▶ **EXTRAIT FOURNI**
>>>

I Marc Trapadoux. — Jean Journet (publié dans le XIXe siècle, le 10 janvier 1887)
[...]
Pour comprendre cette chronique et celles qui suivent, il faut sans doute faire quelques présentations. D’abord le « cercle de Murger » désigne un groupe de bohèmes, légendaire en son temps, qui se surnomma « les Buveurs d’eau ». N’ayant point d’argent, ces jeunes gens se contentaient le plus souvent de commander un verre d’eau dans les cafés. Henry Murger est l’une des personnalités saillantes, comme on dit aujourd’hui, de cette bande et il raconte ses souvenirs dans un livre plus tard adapté au théâtre, Scènes de la vie de bohème en 1851, son grand succès. Les membres du club y sont dissimulés sous pseudonymes mais il n’était pas difficile pour les contemporains (dont Alexandre Schanne) de rétablir l’identité réelle des personnages du livre.
Dans la bande, il y avait des écrivains, des poètes et des peintres (par ordre alphabétique et sans exhaustivité) : Charles Barbara ; Antoine Chintreuil ; Alfred Delvau ; les frères Desbrosses ; Pierre Dupont ; Charles Guilbert ; Jules et Henry de La Madelène ; Léon Noël ; Edouard Plouvier ; Alexandre Privat d'Anglemont ; François Tabar ; Marc Trapadoux ; Armand Vastine ; Eugène Villain ; Jean Wallon ou encore Antonio Watripon.
Henry Murger (1822-1861) a suivi le parcours classique de la bohème : une naissance modeste (fils d’un concierge et d’une ouvrière), amitiés artistes, collaboration au Corsaire, il accède à la célébrité grâce aux Scènes de la vie de bohème. Ce livre, fondateur de la légende, donne une image pittoresque d’un mode de vie libre et joyeux. Hélas, l’humour vieillit vite, et les plaisanteries de ces jeunes gens avaient déjà perdu de leurs charmes une génération après eux. D’ailleurs Murger, dans ses écrits ultérieurs, semble renier l’existence d’artiste maudit voué à l’art pour l’art et critique la passivité de ses anciens amis qui préféraient mourir de faim plutôt que d’aller solliciter la fortune. Pour achever son parcours, il meurt en 1861 à 38 ans dans la Maison de santé municipale du Dr Dubois (aujourd’hui hôpital Fernand Widal) où sont coutumièrement envoyés les gens de lettres malades. Son enterrement est suivi par toute la bohème et donne lieu à des dizaines d’articles dans la presse.
Alexandre Schanne (1823-1887), grand ami de Murger et membre de son groupe, est décrit dans les Scènes de la vie de bohème sous le nom de Schaunard, suite à une coquille typographique (le n de Schannard transformé en u). Après quelques années, il se range du milieu artistique et de cette vie extravagante pour reprendre le magasin de jouets de son père, dans le Marais. Ce n’est qu’à la fin de son chemin, en 1886, qu’il raconte ses Souvenirs de la vie de Schaunard où il rétablit certaines vérités et dresse de longues listes de bohèmes.

<<<

▶ **LIGNES SOURCES**
>>>

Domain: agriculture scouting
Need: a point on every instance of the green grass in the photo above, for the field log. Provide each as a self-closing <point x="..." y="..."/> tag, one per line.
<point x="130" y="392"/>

<<<

▶ **CONSIGNE**
Recopiez l'extrait sur le cercle de Murger à partir de « I Marc Trapadoux. » jusqu'à « personnages du livre. » inclus, en substituant « brasseries » à « cafés ».

▶ **VOTRE RÉPONSE**
I Marc Trapadoux. — Jean Journet (publié dans le XIXe siècle, le 10 janvier 1887)
[...]
Pour comprendre cette chronique et celles qui suivent, il faut sans doute faire quelques présentations. D’abord le « cercle de Murger » désigne un groupe de bohèmes, légendaire en son temps, qui se surnomma « les Buveurs d’eau ». N’ayant point d’argent, ces jeunes gens se contentaient le plus souvent de commander un verre d’eau dans les brasseries. Henry Murger est l’une des personnalités saillantes, comme on dit aujourd’hui, de cette bande et il raconte ses souvenirs dans un livre plus tard adapté au théâtre, Scènes de la vie de bohème en 1851, son grand succès. Les membres du club y sont dissimulés sous pseudonymes mais il n’était pas difficile pour les contemporains (dont Alexandre Schanne) de rétablir l’identité réelle des personnages du livre.